RECORDED DATA:
——

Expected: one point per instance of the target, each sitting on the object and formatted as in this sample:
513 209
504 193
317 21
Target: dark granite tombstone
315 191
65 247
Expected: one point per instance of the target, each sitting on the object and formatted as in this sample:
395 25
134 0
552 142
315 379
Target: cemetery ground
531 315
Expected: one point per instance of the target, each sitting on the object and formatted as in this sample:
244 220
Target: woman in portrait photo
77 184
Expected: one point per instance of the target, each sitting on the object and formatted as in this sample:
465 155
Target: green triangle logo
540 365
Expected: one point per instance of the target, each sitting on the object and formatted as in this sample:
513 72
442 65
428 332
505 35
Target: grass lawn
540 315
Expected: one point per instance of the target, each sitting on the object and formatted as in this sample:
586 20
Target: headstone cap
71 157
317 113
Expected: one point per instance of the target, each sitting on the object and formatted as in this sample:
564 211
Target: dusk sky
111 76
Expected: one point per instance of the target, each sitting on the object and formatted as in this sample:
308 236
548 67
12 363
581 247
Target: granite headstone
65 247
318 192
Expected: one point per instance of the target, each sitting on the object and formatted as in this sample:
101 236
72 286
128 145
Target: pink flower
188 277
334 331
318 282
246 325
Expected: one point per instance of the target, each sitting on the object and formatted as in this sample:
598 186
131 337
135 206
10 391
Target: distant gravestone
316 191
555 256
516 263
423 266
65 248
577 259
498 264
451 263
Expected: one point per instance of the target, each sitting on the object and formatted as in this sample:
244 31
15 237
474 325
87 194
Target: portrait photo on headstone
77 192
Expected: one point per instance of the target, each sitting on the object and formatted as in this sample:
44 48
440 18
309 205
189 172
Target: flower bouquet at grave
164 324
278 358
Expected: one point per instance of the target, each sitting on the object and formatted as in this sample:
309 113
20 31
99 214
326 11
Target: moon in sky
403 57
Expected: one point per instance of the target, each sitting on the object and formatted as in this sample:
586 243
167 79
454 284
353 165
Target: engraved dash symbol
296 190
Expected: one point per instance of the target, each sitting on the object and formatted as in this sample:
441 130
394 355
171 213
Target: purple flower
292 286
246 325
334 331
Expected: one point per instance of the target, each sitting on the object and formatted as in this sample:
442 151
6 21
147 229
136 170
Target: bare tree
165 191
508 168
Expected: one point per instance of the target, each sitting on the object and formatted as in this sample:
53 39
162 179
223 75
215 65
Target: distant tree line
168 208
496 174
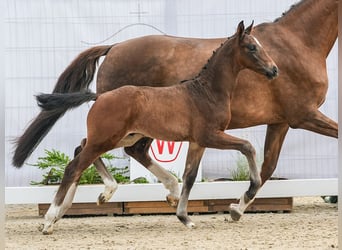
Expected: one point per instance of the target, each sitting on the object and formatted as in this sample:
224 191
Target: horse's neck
219 78
315 22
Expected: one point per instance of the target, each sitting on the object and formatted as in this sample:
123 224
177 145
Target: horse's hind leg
275 136
139 151
195 153
221 140
110 183
67 189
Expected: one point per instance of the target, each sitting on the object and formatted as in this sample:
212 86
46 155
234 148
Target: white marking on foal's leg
110 187
169 181
237 210
55 212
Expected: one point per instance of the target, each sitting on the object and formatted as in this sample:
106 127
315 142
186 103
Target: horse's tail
58 102
76 77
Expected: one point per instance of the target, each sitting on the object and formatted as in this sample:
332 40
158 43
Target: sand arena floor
313 224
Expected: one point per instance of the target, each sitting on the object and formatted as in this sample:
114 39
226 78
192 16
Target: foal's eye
251 47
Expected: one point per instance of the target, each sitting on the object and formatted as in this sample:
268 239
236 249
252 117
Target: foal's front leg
139 151
221 140
195 153
110 183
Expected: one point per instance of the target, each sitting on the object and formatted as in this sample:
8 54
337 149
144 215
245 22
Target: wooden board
161 207
88 208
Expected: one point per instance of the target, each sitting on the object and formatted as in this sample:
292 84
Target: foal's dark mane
204 68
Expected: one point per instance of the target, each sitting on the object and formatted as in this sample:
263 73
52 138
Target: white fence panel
43 37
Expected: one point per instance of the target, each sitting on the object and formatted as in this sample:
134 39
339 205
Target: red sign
165 151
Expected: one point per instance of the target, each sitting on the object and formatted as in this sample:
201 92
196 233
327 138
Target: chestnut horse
305 34
197 111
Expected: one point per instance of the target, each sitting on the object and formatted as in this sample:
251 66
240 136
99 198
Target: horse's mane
293 6
206 65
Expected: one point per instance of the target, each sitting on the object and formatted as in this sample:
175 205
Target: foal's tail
76 77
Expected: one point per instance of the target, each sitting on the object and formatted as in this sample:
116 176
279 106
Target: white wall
42 37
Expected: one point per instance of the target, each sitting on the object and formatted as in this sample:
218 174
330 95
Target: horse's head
251 53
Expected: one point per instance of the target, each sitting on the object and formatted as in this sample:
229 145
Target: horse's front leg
66 191
195 153
110 183
275 136
221 140
139 151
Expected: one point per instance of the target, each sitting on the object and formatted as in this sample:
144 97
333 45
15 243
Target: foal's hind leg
110 183
67 188
193 159
221 140
139 151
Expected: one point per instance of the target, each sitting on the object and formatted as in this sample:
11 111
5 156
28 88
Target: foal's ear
249 28
240 30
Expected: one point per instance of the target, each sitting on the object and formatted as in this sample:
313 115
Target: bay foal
197 111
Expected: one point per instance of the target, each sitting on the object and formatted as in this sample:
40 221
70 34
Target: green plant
241 173
54 162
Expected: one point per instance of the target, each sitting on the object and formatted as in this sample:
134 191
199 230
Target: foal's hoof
101 199
186 221
235 212
172 200
45 230
41 227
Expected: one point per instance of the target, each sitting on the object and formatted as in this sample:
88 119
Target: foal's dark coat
197 111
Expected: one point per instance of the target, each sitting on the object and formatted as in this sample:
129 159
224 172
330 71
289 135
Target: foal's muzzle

——

WRITTEN TASK:
The pictures in the entries should be left out; output everything else exactly.

FINISHED ANSWER:
Expected: one point per instance of the target, each sitting on the object and formatted as in this sample:
513 209
504 193
317 21
Target: dark granite tombstone
315 191
65 247
Expected: one point per instance of the target, each sitting on the object and formatted as in this sample:
395 25
134 0
552 142
315 379
Target: cemetery ground
531 315
Expected: one point per instance of the target, each sitting on the object and formatted as in this sample:
244 220
Target: woman in portrait photo
77 184
Expected: one point per instance of the target, each sitting on the object and formatted as in this sample:
465 155
Target: green triangle logo
540 365
Expected: one point per instance of the target, each sitting on the object and formatted as in this sample:
513 72
442 65
428 332
505 35
Target: grass lawn
540 315
Expected: one point per instance of the target, each sitting on the object and formatted as in this sample:
586 20
Target: headstone cap
71 157
317 113
Expected: one point per instance of the target, each sitting on the object and formatted as in this sample:
564 211
Target: dusk sky
111 76
Expected: one point per instance of the target, each sitting on the object and formatted as in this sample:
308 236
548 67
12 363
581 247
Target: granite headstone
65 247
318 192
Expected: one point per instance of the target, each sitting on the object and formatted as in this sample:
101 236
72 286
128 145
Target: pink flower
188 277
334 331
318 282
246 325
Expected: one point per instance of the target, each sitting on the object and formatted as in this sample:
598 186
131 337
135 206
10 391
Target: distant gravestone
316 191
555 256
516 263
423 266
65 248
577 259
498 264
451 263
Expected: one point per instance of the target, each sitting on the object and formatted as in this sample:
244 31
15 237
474 325
87 194
Target: portrait photo on headstone
77 192
Expected: one point per instance of the target, each sitting on the object and formatted as in this sample:
44 48
440 18
309 205
189 172
Target: flower bouquet at grave
164 324
278 358
Expected: one point per instance of the target, each sitting on the object and formatted as in this sample:
309 113
20 31
99 214
326 11
Target: moon in sky
403 57
Expected: one point per instance of the target, each sitting on the object and formatted as in this sample:
586 243
167 79
454 284
353 165
Target: engraved dash symbol
296 190
Expected: one point per instance of the target, each sitting on the object and formatted as in this sample:
441 130
394 355
171 213
Target: purple flower
292 286
246 325
334 331
Expected: one point per instance of the target, each sitting on the object and formatted as in this sample:
442 151
6 21
147 229
136 170
Target: bare tree
165 191
508 168
Expected: one point per instance of the target, each sitting on the object and formatted as in this sample:
53 39
162 179
223 75
215 65
Target: distant tree line
168 208
496 174
Expected: one point per instance of the target, each sitting on the object and formatted as in this sample:
224 191
Target: horse's neck
219 78
315 22
Expected: one point per instance of the target, each sitting on the object and formatted as in this sample:
123 224
177 145
Target: horse's hind leg
275 136
139 151
195 153
221 140
110 183
67 189
Expected: one point per instance of the target, each sitting on the object and formatted as in this sample:
212 86
46 155
234 148
Target: white marking on foal's leg
110 187
169 181
237 210
55 212
Expected: one point per instance of the target, each sitting on the object and formatted as in this sample:
106 127
315 142
186 103
Target: horse's tail
58 102
76 77
Expected: one point per instance of the target, each sitting on the object and formatted as in this sample:
332 40
158 43
Target: sand arena floor
313 224
Expected: one point per instance of the target, each sitting on the object and formatted as in this sample:
114 39
226 78
192 16
Target: foal's eye
251 47
Expected: one point per instance of the target, each sitting on the object and formatted as in this sample:
268 239
236 249
252 117
Target: foal's front leg
139 151
221 140
195 153
110 183
Expected: one point per instance of the target, each sitting on the object and formatted as in this sample:
8 54
337 149
144 215
245 22
Target: wooden board
161 207
88 208
Expected: one point per instance of the target, each sitting on the object and formatted as in this sample:
292 84
Target: foal's dark mane
204 68
Expected: one point per instance of the target, each sitting on the object and formatted as in this sample:
263 73
52 138
Target: white fence panel
43 37
Expected: one point per instance of the target, each sitting on the object and formatted as in this sample:
134 39
339 205
Target: red sign
165 151
Expected: one point per instance of the target, each sitting on the object and formatted as in this sample:
201 92
196 233
327 138
Target: chestnut horse
305 34
197 111
Expected: one point per instance of the target, each sitting on the object and formatted as in this sample:
251 66
240 136
99 198
Target: horse's mane
293 6
206 65
Expected: one point per instance of the target, each sitting on the object and formatted as in this sample:
175 205
Target: foal's tail
76 77
Expected: one point per instance of the target, each sitting on the object and formatted as in this sample:
116 176
279 106
Target: white wall
42 37
Expected: one point per instance of the target, each sitting on the object and formatted as in this sample:
218 174
330 95
Target: horse's head
251 53
Expected: one point per instance of the target, each sitting on the object and formatted as in this sample:
229 145
Target: horse's front leg
66 191
195 153
110 183
275 136
221 140
139 151
Expected: one point per instance of the target, each sitting on the object and formatted as in this sample:
144 97
333 45
15 243
Target: foal's hind leg
110 183
67 188
193 159
221 140
139 151
Expected: one point per instance of the target, each sitting on the object and formatted as in this sample:
11 111
5 156
28 88
Target: foal's ear
249 28
240 30
Expected: one point per instance of the target, each sitting on the object and formatted as in this sample:
313 115
Target: bay foal
197 111
Expected: one point per instance of the target, each sitting on the object and formatted as in this sample:
40 221
70 34
Target: green plant
241 173
54 162
Expected: one point per instance of the target, each sitting on the object and formatted as in this sample:
134 191
199 230
Target: foal's hoof
101 199
186 221
235 212
172 200
45 230
41 227
Expected: one point per instance of the target, each sitting on the object and formatted as in this sample:
88 119
Target: foal's dark coat
197 111
Expected: one point per instance of the target, each sitting on the object and formatted as in this sample:
129 159
224 172
330 71
289 135
Target: foal's muzzle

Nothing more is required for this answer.